Brief: Give back exactly the lines from the one containing "y=27, one point per instance." through the end of the records, including both, and no others.

* begin Records for processing *

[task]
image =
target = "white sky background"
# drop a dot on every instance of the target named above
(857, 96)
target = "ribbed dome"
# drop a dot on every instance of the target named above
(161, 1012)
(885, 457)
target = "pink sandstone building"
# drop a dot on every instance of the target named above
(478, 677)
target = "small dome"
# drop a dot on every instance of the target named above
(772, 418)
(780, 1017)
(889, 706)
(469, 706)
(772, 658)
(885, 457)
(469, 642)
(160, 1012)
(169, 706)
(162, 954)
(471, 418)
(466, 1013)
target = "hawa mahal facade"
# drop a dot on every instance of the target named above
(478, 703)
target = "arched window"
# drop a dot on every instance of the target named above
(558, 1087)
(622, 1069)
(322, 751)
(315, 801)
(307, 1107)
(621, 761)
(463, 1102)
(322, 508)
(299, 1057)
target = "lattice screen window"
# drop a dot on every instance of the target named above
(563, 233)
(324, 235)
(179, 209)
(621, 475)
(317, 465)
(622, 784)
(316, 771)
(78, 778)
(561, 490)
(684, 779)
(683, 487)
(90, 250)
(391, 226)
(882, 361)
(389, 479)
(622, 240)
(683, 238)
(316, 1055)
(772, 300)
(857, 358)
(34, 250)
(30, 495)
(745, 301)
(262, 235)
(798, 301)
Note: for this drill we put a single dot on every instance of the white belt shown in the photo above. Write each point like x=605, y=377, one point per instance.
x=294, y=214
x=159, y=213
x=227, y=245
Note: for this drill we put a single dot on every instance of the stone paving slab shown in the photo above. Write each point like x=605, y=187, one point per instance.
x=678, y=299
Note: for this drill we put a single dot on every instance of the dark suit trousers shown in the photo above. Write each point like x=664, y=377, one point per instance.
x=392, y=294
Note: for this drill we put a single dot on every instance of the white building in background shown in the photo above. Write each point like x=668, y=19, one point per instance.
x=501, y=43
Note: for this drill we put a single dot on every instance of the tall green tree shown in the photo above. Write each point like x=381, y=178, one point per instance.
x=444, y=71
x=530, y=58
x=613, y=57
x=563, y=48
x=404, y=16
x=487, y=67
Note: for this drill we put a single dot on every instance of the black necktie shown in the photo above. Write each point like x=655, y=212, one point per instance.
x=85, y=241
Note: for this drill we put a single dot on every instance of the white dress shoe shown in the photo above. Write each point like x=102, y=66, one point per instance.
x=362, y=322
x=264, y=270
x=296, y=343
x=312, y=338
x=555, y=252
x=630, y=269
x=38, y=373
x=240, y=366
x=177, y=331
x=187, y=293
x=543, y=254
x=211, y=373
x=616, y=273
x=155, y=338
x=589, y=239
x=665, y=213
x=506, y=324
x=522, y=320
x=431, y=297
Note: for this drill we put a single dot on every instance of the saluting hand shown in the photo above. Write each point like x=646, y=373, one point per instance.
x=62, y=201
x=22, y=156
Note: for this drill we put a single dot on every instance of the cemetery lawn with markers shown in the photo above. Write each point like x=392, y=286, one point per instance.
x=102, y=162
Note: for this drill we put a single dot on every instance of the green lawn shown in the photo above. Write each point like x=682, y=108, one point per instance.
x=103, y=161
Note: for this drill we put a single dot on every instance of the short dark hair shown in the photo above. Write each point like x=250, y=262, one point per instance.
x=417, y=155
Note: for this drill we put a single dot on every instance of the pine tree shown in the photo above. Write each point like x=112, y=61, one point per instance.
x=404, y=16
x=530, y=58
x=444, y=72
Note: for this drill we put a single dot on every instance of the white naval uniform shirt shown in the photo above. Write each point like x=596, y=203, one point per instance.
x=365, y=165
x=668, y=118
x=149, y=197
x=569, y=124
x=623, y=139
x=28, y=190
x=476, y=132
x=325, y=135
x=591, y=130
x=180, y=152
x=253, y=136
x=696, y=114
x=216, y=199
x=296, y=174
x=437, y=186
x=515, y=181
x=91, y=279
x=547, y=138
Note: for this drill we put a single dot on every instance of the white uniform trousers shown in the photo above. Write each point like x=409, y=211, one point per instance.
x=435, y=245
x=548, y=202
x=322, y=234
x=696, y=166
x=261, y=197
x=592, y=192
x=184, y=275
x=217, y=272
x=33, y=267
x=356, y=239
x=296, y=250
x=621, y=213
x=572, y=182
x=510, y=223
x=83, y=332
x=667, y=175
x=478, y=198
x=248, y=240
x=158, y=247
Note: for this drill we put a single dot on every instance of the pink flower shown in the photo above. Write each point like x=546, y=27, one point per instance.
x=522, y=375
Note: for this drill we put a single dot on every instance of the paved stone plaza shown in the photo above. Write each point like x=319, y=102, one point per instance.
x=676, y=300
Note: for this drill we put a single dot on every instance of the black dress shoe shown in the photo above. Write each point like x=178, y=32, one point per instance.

* end Records for processing *

Written response:
Note: for this drill we put a single dot on every instance of the pink flower shown in the photo above. Write each point like x=546, y=27, one point per instance.
x=522, y=375
Note: for this drill we put a single dot on every instance of the paved stone plaza shown in the photo above. Write each point like x=319, y=102, one point per instance.
x=676, y=300
Note: for this drill we put a single dot on every instance of the black dress shoe shown in the photo above. Write each point like x=178, y=32, one point per instance.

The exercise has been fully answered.